Directions for this task: Extract every line of the records below verbatim, preserving each character, value, and line break unchanged.

Data extract:
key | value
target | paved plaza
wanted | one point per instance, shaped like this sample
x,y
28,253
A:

Finished answer:
key | value
target | paved plaza
wanted | one point per instance, shaped like this sample
x,y
28,253
A:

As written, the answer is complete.